WHAT TO PRODUCE: Using the data that follows, give the number of lines in which the word "when" occurs. Write only the number.

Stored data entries

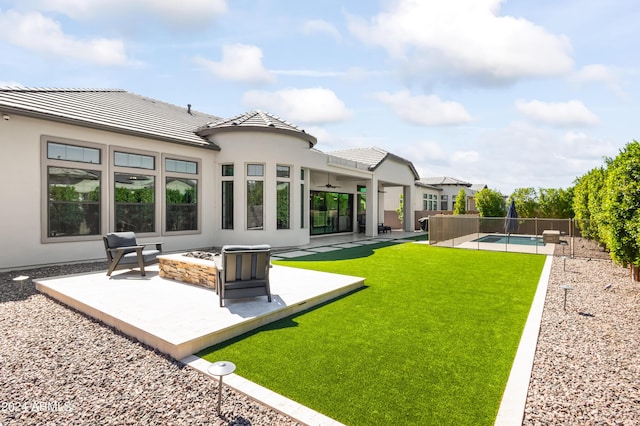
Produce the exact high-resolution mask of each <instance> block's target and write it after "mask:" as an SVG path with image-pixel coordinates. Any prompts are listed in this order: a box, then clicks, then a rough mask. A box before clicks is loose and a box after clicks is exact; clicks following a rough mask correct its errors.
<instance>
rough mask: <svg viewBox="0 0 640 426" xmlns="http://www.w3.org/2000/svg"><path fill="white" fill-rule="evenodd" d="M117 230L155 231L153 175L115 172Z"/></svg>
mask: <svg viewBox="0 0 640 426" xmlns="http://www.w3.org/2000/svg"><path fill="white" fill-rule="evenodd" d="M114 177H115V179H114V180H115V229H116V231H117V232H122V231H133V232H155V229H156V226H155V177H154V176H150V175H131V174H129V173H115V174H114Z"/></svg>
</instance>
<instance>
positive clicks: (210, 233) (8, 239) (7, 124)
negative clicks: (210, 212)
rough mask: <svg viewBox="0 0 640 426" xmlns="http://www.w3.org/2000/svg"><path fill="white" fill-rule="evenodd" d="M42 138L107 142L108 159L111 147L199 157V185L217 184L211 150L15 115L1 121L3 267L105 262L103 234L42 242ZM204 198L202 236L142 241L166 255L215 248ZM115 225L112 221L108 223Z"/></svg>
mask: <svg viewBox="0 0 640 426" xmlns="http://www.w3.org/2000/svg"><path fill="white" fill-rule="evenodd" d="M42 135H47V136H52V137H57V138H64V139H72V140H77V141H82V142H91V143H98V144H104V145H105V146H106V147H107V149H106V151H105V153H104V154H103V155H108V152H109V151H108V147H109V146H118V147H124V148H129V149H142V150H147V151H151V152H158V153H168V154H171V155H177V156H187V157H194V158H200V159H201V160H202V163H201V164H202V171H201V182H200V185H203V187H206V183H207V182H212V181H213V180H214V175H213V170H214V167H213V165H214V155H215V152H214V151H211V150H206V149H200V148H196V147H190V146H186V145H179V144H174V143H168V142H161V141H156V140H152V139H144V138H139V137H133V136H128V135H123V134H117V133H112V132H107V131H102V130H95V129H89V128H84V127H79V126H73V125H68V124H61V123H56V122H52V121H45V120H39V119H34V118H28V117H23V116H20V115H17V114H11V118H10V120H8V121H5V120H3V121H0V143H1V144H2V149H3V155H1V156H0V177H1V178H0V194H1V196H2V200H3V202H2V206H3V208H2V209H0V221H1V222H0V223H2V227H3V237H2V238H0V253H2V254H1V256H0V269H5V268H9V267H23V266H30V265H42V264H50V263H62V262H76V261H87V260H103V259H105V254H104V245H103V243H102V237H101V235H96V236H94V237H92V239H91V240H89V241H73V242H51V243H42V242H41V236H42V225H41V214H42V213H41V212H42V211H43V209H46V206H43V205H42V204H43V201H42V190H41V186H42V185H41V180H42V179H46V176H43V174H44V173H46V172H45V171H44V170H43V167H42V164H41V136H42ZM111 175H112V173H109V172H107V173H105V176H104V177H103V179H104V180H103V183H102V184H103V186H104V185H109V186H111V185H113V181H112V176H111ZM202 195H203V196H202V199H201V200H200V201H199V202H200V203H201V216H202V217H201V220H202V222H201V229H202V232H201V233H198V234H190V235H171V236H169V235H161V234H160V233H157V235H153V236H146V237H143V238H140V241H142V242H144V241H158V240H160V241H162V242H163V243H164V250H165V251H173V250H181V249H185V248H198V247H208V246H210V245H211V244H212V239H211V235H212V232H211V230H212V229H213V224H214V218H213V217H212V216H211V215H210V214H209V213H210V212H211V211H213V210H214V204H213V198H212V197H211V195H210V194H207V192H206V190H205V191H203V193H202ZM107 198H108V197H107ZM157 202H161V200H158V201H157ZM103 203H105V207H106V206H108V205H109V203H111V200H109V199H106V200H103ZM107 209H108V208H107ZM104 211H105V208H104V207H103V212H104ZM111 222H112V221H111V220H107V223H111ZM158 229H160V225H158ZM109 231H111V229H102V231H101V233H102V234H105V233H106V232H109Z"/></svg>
* * *
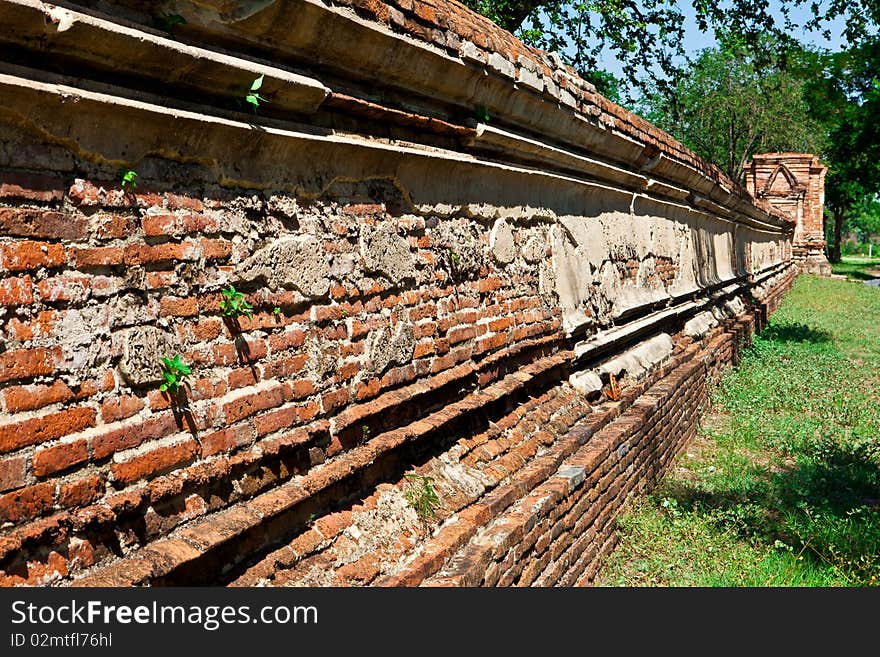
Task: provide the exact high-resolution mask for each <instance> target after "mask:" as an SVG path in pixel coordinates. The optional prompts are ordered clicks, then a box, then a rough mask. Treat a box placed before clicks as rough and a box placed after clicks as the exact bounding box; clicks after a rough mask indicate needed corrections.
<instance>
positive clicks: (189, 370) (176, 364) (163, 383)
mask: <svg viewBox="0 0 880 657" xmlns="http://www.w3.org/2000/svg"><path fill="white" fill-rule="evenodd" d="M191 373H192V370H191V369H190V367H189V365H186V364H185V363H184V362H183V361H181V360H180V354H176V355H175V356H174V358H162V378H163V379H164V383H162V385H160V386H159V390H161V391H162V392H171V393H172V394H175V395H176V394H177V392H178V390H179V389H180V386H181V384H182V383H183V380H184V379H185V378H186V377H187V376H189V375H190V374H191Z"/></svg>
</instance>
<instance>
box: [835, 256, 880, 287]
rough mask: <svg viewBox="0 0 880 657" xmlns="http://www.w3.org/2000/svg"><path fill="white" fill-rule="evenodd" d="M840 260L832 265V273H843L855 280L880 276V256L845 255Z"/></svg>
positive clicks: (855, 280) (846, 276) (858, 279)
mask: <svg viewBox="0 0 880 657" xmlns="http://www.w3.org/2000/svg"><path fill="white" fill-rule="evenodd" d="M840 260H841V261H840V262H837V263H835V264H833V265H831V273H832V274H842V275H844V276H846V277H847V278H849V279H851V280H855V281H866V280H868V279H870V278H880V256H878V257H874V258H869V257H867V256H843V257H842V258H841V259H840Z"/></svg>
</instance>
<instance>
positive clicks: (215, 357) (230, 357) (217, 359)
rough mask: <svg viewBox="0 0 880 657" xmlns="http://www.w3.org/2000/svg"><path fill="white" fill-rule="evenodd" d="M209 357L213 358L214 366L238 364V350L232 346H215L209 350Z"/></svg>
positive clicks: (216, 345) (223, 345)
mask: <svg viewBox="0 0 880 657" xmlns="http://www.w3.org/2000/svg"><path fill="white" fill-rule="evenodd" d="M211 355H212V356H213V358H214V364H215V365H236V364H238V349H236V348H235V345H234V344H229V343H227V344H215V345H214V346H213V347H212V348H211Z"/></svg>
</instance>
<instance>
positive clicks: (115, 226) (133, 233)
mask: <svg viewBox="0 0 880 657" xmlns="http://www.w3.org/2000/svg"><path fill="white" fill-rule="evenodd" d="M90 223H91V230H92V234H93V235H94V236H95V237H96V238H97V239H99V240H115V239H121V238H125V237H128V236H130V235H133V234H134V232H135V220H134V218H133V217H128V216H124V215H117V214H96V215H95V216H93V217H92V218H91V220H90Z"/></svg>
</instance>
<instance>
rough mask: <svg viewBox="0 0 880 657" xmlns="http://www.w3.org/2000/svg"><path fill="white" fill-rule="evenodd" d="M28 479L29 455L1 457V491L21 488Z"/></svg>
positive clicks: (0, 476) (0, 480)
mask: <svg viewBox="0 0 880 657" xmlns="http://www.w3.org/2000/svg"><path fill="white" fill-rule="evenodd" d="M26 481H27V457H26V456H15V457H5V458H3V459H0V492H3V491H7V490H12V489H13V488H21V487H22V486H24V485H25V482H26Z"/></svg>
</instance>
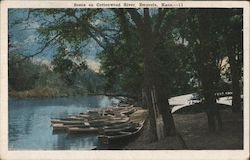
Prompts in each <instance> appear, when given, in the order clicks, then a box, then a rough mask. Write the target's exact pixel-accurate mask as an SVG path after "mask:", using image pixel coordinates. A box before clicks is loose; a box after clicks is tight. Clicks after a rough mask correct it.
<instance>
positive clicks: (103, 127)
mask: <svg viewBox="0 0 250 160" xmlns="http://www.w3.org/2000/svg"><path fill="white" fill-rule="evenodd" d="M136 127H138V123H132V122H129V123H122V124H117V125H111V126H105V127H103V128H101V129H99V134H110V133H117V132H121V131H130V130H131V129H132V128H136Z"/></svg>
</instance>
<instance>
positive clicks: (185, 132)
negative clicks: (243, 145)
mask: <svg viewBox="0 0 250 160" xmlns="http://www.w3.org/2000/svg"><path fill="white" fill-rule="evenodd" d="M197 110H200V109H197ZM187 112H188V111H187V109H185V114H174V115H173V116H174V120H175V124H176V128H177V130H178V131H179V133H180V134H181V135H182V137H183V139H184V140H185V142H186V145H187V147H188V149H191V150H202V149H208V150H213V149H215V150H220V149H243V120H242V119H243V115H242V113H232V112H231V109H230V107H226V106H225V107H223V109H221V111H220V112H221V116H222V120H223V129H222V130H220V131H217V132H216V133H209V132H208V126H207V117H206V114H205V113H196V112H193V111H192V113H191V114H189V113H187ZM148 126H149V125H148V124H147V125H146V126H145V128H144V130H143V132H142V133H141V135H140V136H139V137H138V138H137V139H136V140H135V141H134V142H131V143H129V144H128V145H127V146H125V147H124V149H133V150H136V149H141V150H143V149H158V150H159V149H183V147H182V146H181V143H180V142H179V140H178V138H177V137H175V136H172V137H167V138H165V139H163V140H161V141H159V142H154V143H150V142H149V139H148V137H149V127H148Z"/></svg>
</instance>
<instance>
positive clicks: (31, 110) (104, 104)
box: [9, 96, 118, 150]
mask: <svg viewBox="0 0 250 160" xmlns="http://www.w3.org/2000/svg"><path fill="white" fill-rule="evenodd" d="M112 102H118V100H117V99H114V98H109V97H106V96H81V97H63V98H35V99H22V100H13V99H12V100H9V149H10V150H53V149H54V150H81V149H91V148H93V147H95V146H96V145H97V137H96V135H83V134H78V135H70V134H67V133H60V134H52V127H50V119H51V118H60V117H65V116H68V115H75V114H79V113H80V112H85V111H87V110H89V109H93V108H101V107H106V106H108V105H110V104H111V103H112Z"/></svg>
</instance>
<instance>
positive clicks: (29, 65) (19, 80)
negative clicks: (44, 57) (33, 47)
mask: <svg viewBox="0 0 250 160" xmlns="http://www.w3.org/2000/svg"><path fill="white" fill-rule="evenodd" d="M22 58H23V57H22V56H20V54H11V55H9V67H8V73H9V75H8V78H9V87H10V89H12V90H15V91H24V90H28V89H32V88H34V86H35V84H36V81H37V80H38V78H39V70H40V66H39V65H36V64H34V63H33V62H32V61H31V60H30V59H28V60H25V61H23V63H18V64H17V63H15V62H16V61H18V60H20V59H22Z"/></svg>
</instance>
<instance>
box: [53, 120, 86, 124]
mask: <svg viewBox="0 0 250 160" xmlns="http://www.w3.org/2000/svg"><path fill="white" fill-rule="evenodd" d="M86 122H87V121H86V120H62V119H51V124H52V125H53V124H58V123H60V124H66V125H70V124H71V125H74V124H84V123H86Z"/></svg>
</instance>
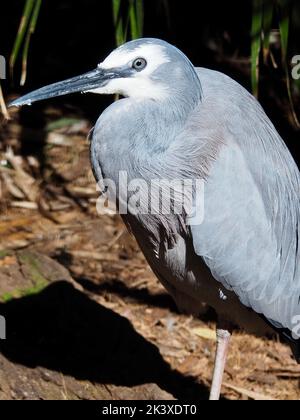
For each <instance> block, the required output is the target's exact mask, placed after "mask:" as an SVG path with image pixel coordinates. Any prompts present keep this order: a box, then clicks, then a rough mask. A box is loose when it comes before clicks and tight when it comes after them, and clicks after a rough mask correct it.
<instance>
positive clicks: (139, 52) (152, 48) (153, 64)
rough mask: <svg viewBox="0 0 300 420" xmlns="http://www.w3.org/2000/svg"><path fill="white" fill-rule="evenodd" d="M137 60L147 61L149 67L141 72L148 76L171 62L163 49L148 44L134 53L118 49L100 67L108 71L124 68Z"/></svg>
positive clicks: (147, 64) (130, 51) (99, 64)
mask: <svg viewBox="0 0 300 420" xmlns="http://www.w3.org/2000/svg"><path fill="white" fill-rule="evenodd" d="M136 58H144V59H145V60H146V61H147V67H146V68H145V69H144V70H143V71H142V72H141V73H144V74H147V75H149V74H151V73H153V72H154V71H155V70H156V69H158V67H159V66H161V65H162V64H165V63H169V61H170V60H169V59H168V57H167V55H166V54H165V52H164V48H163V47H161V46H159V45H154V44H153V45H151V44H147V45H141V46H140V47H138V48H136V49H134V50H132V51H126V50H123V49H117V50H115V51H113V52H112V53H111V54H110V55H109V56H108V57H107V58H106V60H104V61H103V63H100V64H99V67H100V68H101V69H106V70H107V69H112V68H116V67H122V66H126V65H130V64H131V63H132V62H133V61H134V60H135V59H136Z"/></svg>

SOLUTION: 2